PROVIDED TEXT:

The stoic Smith doesn't like to talk about that moment. But, he admits, "It was pretty emotional."
Despite the acceptance from his old classmates, MS was making his radio job tough. "At first it was difficult," says Lauren. "People would elbow him away. Let's say he was going to a game. Black players would give him answers, but it took a long time for him to get respected."
Immediately after Smith quit K-Big in 1992, convinced he was on his way out anyway, he returned to KDKO, working out of a home "studio" that consisted of two phone lines run into his bedroom by old high school buddies. But though working at home was convenient, the isolation and lack of technical support started to drag him down. His old friend Larry Nettingham, who had worked with Smith at K-Big, was sales manager at The Fan, and he pursued Smith for about a year, eager to add a black host to the station's all-white lineup. "As far as knowledge, here's a guy who taught himself all the sports," Nettingham says. "He's made himself."
Smith started working last month at the Fan, where he says his decision to broadcast from the station's studio, and not his bedroom, "has helped my health." But though Smith seems to accept MS without complaint, friends and family suggest the real burden has been shouldered by Diana. "She didn't ask for all this," Scott says. "It's taken a toll on her. She stays out of the way. She's written every ad he's ever done. She's put up with a lot of shit, make no mistake about it."
Diana says the divorce rate for couples with a spouse stricken by MS hovers around 95 percent. "I've screamed and hollered in my own private moments," Diana admits. "'Don't want to deal with it today.' You just have to learn to accept it. You have no control over MS. It's unlike cancer, you know, where something out there is either going to make you better, or you have a short period of time on this earth. You have to figure out what you do have control over."
There are times when he feels he is about to fall into depression, Smith says. "You can't succumb to it. You have to force your way through that stage." He takes medication to combat the stiffness in his legs, and he hopes the disease will be content with his legs alone.
Perhaps fittingly, Smith's favorite athlete is Muhammad Ali, a man who also has retained his dignity in the face of daunting health problems. His next picks are, he says, "a notch below." There's Arthur Ashe ("He was all about character"), Jim Brown, Doctor J ("What Jordan does now, the Doc invented") and--in a somewhat conciliatory gesture to the mainstream--the Great One, Wayne Gretzky.
Paul Walker still remembers the day he heard Thierry Smith speak about Ali--it was, he says, one of the finest sports commentaries he's ever heard. Walker was driving in his car, though he can no longer remember where he was going. "Thierry was talking about Ali, not as a fighter anymore, but Ali as a man and all that he brought to sports and fighting and all he eventually gave up," says Walker. "I remember being so engrossed by it I almost forgot about driving. It just captivated me, the way he spoke of Ali, because it was unexpected. It was almost a tribute."
Walker didn't know at the time that Smith had MS; he was only aware that Smith was sick with something. At the time, nobody knew Ali had Parkinson's Disease, either. But Smith was talking about Ali's last three bouts, when people knew he had lost a few steps but didn't know why.
"His focus and sincerity talking about Ali was so genuine that I don't think he was trying to reflect on his own situation at all," says Walker, in retrospect. "He was trying to come to grips with such a great champion who had fallen.
"He can see the humanness of sports because of what's happened to him," Walker adds. "That side of the story needs to be told more.

COLLECTED MATERIAL:
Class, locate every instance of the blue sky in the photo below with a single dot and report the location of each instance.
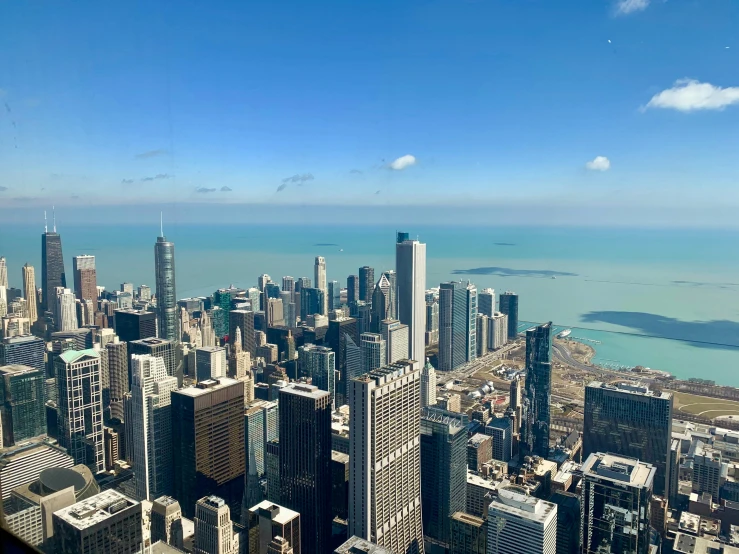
(495, 102)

ACTIVITY 1: From the Thierry Smith profile, write out everything from "There are times" down to "One, Wayne Gretzky.".
ACTIVITY 2: Name every athlete the Thierry Smith profile gives as Smith's favorite or among his next picks.

FINAL ANSWER 1:
There are times when he feels he is about to fall into depression, Smith says. "You can't succumb to it. You have to force your way through that stage." He takes medication to combat the stiffness in his legs, and he hopes the disease will be content with his legs alone.
Perhaps fittingly, Smith's favorite athlete is Muhammad Ali, a man who also has retained his dignity in the face of daunting health problems. His next picks are, he says, "a notch below." There's Arthur Ashe ("He was all about character"), Jim Brown, Doctor J ("What Jordan does now, the Doc invented") and--in a somewhat conciliatory gesture to the mainstream--the Great One, Wayne Gretzky.

FINAL ANSWER 2:
Muhammad Ali
Arthur Ashe
Jim Brown
Doctor J
Wayne Gretzky